Data for processing
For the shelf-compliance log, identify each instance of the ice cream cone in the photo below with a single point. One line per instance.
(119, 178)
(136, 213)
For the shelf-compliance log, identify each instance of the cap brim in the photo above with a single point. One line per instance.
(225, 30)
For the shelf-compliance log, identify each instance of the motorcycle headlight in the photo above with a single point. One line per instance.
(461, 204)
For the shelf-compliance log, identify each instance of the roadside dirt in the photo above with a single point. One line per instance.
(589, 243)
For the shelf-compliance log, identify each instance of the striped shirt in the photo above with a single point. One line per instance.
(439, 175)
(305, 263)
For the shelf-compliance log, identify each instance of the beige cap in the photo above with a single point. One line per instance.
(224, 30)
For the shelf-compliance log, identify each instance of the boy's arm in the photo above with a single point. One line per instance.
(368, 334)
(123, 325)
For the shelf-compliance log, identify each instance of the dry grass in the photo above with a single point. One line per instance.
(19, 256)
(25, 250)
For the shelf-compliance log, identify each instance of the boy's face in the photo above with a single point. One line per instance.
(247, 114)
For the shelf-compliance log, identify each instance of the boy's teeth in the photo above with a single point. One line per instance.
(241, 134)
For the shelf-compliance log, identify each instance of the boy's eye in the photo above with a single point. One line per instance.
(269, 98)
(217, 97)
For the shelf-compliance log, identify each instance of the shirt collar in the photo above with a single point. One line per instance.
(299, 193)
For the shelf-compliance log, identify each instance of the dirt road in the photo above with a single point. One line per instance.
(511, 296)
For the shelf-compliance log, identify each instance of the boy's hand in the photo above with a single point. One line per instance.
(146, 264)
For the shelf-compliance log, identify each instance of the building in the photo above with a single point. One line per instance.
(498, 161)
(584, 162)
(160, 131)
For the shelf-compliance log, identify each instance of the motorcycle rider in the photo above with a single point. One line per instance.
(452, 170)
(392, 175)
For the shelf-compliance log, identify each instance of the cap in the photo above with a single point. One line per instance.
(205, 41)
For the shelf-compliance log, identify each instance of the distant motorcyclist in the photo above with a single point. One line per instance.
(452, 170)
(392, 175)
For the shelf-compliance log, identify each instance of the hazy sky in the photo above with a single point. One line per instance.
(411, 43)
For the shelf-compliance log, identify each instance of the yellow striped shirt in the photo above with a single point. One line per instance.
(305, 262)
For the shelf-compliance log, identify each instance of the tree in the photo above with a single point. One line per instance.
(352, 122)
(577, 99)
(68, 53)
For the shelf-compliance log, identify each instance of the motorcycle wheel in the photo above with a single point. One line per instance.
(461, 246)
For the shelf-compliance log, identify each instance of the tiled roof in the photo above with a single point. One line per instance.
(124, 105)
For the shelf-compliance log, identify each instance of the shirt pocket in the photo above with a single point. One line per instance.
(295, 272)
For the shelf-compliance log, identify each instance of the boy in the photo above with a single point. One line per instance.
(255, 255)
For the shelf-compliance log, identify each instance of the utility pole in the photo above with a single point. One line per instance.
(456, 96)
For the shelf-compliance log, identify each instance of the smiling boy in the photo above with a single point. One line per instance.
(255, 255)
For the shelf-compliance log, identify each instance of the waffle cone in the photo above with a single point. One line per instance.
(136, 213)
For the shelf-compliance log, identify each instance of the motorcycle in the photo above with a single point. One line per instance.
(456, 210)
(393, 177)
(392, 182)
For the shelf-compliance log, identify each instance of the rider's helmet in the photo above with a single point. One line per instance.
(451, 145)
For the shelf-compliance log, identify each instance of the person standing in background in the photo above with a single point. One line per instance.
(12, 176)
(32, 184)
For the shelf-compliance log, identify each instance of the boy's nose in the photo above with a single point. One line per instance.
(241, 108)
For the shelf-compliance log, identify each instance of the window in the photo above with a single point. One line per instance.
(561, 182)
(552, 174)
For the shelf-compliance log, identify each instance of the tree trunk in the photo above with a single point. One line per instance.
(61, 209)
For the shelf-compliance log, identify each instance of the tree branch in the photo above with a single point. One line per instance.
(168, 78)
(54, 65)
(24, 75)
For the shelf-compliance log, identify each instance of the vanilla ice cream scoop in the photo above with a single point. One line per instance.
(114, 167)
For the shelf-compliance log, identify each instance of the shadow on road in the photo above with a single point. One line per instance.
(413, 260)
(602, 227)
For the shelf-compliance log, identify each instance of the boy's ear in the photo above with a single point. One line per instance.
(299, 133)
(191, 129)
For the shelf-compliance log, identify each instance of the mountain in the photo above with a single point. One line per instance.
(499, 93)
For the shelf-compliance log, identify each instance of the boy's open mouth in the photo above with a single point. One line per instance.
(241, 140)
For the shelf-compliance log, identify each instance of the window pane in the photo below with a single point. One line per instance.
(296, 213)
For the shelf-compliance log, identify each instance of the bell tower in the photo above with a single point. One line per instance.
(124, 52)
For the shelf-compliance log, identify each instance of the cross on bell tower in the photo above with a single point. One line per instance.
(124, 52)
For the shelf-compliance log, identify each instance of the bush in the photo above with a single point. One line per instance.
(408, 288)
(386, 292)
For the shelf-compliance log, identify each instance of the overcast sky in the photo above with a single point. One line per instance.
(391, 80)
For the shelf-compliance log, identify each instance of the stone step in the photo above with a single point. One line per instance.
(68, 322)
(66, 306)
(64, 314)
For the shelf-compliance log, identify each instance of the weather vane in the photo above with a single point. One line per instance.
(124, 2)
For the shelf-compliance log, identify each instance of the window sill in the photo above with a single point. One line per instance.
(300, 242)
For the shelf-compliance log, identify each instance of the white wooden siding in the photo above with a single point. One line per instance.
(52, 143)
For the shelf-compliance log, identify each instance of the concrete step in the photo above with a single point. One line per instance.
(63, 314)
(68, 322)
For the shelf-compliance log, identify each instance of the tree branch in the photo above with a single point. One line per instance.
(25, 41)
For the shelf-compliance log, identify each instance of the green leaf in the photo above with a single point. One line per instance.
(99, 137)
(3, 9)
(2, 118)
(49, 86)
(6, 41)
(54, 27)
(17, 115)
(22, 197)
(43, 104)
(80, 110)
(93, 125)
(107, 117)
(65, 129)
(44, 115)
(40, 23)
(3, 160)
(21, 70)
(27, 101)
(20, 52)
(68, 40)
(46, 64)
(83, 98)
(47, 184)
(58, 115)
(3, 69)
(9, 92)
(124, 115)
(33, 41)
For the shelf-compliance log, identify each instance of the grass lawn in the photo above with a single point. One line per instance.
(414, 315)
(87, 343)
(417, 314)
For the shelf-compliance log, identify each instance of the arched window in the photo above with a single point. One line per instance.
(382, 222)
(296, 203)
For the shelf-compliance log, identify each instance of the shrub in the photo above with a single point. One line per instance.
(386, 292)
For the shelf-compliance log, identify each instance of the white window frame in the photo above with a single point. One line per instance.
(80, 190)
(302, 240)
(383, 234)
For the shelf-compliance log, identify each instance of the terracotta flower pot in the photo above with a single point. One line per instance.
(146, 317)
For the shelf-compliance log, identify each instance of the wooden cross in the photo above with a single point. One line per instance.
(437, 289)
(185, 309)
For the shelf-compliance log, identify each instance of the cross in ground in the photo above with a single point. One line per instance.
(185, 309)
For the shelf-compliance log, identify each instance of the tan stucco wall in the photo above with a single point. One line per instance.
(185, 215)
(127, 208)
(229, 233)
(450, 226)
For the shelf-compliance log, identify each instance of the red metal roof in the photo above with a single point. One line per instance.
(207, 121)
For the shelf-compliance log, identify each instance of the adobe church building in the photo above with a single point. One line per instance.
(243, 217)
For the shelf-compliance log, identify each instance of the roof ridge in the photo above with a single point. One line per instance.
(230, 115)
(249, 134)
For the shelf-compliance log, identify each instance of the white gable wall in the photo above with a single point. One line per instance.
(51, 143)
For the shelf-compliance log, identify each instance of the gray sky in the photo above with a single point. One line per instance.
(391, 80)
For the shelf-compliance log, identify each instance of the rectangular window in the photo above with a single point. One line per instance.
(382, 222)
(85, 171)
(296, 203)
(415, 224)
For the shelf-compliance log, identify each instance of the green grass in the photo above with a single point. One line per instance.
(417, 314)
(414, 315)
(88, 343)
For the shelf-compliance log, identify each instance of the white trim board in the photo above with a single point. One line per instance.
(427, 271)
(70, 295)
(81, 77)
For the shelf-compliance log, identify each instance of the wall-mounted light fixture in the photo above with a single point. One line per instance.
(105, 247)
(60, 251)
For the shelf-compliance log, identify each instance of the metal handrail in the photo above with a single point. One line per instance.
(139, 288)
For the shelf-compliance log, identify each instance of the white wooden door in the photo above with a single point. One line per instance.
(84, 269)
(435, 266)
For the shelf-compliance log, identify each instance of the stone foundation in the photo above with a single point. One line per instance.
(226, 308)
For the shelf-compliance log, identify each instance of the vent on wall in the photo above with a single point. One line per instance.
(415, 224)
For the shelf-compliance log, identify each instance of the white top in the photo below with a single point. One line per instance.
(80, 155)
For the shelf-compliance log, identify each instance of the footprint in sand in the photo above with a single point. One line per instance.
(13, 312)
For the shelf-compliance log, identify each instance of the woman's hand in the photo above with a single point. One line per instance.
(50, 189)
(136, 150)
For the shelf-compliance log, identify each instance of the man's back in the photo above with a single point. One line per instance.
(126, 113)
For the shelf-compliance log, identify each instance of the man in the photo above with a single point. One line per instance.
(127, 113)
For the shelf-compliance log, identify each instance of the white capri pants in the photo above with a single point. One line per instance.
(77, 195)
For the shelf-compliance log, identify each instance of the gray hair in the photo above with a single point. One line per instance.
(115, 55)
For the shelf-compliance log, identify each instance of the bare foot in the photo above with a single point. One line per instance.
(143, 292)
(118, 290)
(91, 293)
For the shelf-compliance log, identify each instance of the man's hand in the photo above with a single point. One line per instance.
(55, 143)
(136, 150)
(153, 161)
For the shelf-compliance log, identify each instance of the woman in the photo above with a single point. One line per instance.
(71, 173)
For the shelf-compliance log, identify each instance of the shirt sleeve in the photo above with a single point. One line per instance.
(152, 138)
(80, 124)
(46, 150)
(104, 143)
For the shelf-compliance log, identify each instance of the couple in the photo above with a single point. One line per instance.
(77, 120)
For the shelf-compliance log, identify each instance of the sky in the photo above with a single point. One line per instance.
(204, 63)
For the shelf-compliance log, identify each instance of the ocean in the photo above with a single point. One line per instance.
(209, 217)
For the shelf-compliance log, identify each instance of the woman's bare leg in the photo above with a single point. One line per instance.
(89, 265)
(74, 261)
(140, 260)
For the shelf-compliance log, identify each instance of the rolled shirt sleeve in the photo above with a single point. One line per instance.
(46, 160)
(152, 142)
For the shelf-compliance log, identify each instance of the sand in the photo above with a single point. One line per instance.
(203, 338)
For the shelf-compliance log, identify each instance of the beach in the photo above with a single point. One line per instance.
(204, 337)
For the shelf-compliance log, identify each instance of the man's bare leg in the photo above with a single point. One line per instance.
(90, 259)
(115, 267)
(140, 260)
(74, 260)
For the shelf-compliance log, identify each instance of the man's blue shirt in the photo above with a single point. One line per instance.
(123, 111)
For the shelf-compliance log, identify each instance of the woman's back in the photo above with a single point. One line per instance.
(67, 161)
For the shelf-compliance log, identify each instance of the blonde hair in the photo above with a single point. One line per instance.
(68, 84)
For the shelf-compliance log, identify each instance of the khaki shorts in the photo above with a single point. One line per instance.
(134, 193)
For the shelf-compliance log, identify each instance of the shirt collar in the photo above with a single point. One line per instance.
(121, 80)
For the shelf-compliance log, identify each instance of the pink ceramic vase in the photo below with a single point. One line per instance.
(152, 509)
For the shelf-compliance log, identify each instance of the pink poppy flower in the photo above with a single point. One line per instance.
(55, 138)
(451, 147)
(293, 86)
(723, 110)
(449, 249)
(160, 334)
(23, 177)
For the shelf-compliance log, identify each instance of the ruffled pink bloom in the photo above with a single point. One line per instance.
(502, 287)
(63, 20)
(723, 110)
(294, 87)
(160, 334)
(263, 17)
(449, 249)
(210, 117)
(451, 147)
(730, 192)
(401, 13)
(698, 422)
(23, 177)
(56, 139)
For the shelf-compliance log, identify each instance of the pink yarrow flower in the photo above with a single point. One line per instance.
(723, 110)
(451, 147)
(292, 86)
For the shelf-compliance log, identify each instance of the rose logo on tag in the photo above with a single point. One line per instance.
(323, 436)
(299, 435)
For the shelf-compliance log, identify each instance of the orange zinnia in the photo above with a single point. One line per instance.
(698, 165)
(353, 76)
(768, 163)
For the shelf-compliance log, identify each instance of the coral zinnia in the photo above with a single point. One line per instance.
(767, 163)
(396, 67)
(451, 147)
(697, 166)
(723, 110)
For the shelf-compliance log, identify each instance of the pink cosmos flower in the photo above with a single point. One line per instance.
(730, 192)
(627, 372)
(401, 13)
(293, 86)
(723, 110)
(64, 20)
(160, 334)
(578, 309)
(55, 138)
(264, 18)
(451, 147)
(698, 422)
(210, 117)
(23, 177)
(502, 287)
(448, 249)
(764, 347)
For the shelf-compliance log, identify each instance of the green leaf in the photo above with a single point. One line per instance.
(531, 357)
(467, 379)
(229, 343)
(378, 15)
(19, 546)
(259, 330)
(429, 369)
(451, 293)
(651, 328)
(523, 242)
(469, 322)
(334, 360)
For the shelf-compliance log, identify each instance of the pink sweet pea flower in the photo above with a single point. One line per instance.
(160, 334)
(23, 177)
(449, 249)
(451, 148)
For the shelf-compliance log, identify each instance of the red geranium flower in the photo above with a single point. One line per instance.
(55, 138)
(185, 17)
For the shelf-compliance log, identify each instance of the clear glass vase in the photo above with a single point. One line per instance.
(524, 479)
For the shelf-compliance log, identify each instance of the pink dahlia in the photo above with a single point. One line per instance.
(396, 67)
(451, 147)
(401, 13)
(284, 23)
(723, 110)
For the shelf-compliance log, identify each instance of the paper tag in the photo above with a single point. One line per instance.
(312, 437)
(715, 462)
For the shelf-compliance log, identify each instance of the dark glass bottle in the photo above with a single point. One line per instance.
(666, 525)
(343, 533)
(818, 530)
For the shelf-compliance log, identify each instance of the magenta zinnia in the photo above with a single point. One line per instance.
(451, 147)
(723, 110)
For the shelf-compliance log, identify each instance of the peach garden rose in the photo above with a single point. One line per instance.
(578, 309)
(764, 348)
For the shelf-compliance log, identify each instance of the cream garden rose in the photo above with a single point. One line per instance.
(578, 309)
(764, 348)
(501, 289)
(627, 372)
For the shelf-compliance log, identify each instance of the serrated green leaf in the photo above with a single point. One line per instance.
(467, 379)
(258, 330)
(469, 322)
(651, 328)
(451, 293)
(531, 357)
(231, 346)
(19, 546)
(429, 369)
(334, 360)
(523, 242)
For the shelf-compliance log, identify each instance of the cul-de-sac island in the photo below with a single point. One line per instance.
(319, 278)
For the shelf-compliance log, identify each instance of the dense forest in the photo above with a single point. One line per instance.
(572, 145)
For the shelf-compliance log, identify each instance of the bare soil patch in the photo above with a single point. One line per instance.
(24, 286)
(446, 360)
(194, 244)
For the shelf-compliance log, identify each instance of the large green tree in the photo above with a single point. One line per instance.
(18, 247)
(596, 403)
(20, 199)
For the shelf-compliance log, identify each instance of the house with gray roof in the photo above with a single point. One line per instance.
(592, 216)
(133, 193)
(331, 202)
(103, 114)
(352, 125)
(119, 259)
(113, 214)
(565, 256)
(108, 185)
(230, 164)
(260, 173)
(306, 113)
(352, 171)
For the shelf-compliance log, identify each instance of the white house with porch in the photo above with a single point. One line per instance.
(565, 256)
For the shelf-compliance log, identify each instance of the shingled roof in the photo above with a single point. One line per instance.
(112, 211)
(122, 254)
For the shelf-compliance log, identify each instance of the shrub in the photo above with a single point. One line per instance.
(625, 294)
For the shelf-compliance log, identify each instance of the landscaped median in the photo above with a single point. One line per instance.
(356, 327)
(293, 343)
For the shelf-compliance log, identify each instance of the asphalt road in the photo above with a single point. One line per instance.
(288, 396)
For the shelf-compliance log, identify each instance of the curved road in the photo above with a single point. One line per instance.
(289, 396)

Exercise requirements
Find "of the house" in the data above, then repeat that line and all lines after it exactly, ending with the final line.

Output of the task
For the shelf-compliance log, identify each instance of the house with gray roof in the photo above with a single point. One line per instance.
(592, 216)
(133, 193)
(331, 202)
(103, 114)
(352, 125)
(119, 259)
(113, 214)
(565, 256)
(108, 185)
(230, 164)
(260, 173)
(306, 113)
(352, 171)
For the shelf-compliance log, identify each instance of the white house with porch in the photo above with a single point. One line per instance.
(565, 256)
For the shelf-compliance log, identify each instance of the shingled roof in the photo above with a single point. One line per instance.
(112, 211)
(122, 254)
For the shelf-compliance log, identify each instance of the shrub in the photo above with a single point. One line per instance.
(625, 294)
For the shelf-compliance log, identify each instance of the landscaped median in the photo above with a single point. One line per instance.
(356, 327)
(293, 343)
For the shelf-compliance log, identify each instance of the asphalt road in the photo above with a single point. One line per instance.
(288, 396)
For the shelf-compliance log, identify each instance of the curved road in the photo above with a single point. One line per instance.
(289, 396)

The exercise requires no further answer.